── Extract provided ──

Crohns Disease and Your Immune System
What is Crohns Disease?
Crohns disease affects the digestive system, causing ulcerations (skin damage) within the gastrointestinal tract. These ulcers can occur anywhere along the gastrointestinal tract, but are most commonly located to the intestines. Due to this fact, Crohns disease is known as an intestinal chronic inflammatory disease.
Inflammatory Bowel Disease (IBD)
Ulcerative colitis is another chronic inflammatory disease that is isolated to the colon. Together, ulcerative colitis and Crohns disease are referred to as inflammatory bowel disease. Inflammatory bowel disease affects approximately 2 million people in the United States yearly, based on estimations and reported cases.
Crohns Disease Cause
Currently, there is no known cause for Crohns disease, however many scientists are suspicious of specific bacterial infections, particularly strains of mycobacterium. To date, there is no scientific evidence to support the exact causes of Crohns disease. The majority of scientists agree that Crohns disease is primarily caused by a genetic predisposition, and research continues for more valid factual evidence to support these theories. It is agreed that while dietary and lifestyle changes may cause decreases in overall signs and symptoms of the disease, but are not cause for the development of the disease.

───

__Required actions__:
1 – Reproduce the passage on Crohn's disease word for word from "Crohns disease affects" to "Bowel Disease (IBD)".
2 – Summarize the passage on Crohn's disease in two sentences.

── Extracted data ──

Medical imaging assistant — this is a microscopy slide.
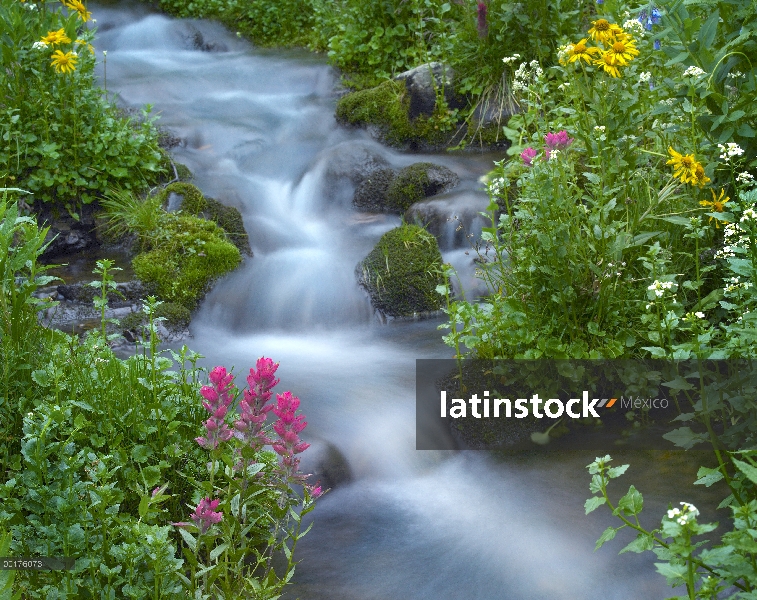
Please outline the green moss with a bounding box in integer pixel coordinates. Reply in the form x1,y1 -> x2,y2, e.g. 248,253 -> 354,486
336,80 -> 448,147
358,224 -> 444,317
132,213 -> 241,310
203,198 -> 252,255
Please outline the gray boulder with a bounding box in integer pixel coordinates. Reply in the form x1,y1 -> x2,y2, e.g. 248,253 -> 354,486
394,62 -> 464,119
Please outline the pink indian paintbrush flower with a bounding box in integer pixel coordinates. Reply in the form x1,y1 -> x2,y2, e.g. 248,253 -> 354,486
195,367 -> 234,450
271,392 -> 310,478
190,498 -> 223,533
520,146 -> 539,167
234,357 -> 279,449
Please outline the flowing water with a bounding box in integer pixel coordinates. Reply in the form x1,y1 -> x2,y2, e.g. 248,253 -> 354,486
92,5 -> 716,600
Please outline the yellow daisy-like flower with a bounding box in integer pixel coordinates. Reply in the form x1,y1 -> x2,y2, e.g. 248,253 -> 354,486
594,52 -> 620,77
692,163 -> 710,188
589,19 -> 627,44
61,0 -> 92,23
40,28 -> 71,46
606,36 -> 639,67
699,188 -> 730,229
50,50 -> 79,73
666,146 -> 696,185
566,38 -> 601,64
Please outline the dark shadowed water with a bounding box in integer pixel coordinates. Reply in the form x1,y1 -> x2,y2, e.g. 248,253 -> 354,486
92,5 -> 720,600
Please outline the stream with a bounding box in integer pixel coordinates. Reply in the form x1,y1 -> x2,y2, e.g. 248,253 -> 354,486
85,4 -> 724,600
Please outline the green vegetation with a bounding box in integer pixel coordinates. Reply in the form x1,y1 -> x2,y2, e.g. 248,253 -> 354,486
0,198 -> 321,600
0,0 -> 162,214
358,224 -> 442,317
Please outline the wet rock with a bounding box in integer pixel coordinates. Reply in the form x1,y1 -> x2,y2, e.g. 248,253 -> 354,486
352,168 -> 396,213
394,62 -> 464,119
356,224 -> 444,318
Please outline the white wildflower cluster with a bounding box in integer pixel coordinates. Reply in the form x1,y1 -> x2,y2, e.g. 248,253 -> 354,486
557,44 -> 574,63
718,142 -> 744,163
647,279 -> 676,298
683,65 -> 705,77
723,277 -> 752,294
513,60 -> 544,92
489,177 -> 507,196
668,502 -> 699,525
623,19 -> 645,37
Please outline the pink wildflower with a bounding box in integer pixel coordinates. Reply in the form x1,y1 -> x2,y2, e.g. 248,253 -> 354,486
190,498 -> 223,533
520,146 -> 538,167
234,357 -> 279,448
271,392 -> 310,478
195,367 -> 234,450
544,129 -> 574,150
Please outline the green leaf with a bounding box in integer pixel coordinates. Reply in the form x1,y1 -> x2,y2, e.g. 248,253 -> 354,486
594,527 -> 618,552
731,457 -> 757,484
584,496 -> 606,515
618,533 -> 654,554
694,467 -> 723,487
618,486 -> 644,515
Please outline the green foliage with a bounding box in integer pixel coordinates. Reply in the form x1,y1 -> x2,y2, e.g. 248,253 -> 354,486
132,213 -> 241,310
0,207 -> 318,600
359,224 -> 442,317
0,0 -> 165,213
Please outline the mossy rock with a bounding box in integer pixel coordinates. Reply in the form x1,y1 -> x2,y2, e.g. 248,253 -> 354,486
121,302 -> 192,333
386,162 -> 460,213
202,198 -> 252,256
352,169 -> 396,213
155,182 -> 252,255
336,80 -> 449,149
357,224 -> 444,317
132,213 -> 241,310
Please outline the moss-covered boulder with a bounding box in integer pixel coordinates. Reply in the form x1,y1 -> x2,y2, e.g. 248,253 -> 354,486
357,224 -> 444,317
132,213 -> 241,310
336,80 -> 452,150
155,181 -> 252,255
386,162 -> 460,214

───

__Activity answers__:
1 –
Crohns disease affects the digestive system, causing ulcerations (skin damage) within the gastrointestinal tract. These ulcers can occur anywhere along the gastrointestinal tract, but are most commonly located to the intestines. Due to this fact, Crohns disease is known as an intestinal chronic inflammatory disease.
Inflammatory Bowel Disease (IBD)

2 – Crohn's disease is a chronic inflammatory disease that causes ulcerations along the gastrointestinal tract, most often in the intestines, and together with ulcerative colitis it makes up inflammatory bowel disease, which affects about 2 million people in the United States. Its cause is unknown: some scientists suspect bacterial infections such as mycobacterium strains, but most agree it stems mainly from a genetic predisposition.